WHAT THE TASK ASKS >> Please arrange the lines as a numbered list, starting at the line containing "If you don't mind, please tell me where the sliced" and ending at the last line below, leaving out any blank lines.

* START THE INPUT *

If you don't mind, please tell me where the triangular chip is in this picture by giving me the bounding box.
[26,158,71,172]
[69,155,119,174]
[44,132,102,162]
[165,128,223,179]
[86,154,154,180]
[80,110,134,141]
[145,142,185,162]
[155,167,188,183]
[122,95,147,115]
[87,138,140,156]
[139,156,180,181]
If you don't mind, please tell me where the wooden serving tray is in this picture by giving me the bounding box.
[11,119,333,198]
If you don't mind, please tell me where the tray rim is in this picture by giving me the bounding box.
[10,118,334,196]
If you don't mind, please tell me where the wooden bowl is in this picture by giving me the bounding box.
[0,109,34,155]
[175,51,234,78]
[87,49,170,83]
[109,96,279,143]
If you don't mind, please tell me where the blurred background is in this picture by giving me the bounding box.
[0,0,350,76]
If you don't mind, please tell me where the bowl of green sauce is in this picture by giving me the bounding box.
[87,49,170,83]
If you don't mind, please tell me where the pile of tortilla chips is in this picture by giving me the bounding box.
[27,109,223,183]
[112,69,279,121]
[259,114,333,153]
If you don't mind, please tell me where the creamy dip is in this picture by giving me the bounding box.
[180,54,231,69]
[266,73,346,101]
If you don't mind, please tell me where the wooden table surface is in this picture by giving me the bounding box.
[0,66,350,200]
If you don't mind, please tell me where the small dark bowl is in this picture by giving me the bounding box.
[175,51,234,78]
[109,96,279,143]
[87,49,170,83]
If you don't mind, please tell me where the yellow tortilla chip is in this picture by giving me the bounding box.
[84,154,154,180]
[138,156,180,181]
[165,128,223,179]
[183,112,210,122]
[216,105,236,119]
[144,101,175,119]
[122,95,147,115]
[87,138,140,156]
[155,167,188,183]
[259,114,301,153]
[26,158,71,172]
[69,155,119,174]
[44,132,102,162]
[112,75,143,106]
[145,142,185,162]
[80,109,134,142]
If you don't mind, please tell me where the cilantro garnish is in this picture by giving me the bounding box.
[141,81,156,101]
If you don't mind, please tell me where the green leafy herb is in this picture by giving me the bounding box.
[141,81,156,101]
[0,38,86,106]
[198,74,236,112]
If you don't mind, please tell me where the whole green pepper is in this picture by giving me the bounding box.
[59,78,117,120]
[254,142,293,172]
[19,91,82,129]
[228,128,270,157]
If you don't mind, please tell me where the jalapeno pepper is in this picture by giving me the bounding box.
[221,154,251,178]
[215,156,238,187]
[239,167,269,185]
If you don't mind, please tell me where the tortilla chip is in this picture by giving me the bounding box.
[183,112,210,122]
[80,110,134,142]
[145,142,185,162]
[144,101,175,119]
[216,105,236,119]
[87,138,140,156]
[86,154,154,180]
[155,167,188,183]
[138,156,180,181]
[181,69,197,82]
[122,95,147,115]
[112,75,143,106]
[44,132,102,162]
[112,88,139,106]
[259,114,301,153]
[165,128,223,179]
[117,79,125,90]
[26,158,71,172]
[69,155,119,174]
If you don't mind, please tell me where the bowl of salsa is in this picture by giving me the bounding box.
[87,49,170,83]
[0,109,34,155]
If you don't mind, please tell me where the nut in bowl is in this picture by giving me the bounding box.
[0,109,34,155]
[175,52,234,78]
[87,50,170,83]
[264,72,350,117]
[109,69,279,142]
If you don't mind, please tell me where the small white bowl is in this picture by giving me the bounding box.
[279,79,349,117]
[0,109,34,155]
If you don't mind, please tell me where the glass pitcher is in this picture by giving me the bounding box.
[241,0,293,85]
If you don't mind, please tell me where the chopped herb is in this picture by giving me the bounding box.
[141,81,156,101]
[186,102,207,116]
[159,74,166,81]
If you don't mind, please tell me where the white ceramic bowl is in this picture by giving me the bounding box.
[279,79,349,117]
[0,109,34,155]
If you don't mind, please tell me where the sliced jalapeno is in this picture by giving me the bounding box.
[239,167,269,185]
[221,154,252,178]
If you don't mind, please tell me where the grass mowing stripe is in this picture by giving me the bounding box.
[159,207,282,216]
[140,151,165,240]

* END THE INPUT *

TASK SOLUTION >>
1. If you don't mind, please tell me where the sliced jalapeno is in this picture by giving me the bounding box.
2. [239,167,269,185]
3. [221,154,252,178]
4. If you don't mind, please tell me where the grass mowing stripe is in this picture by giving me the bounding box.
5. [159,207,282,216]
6. [140,151,165,240]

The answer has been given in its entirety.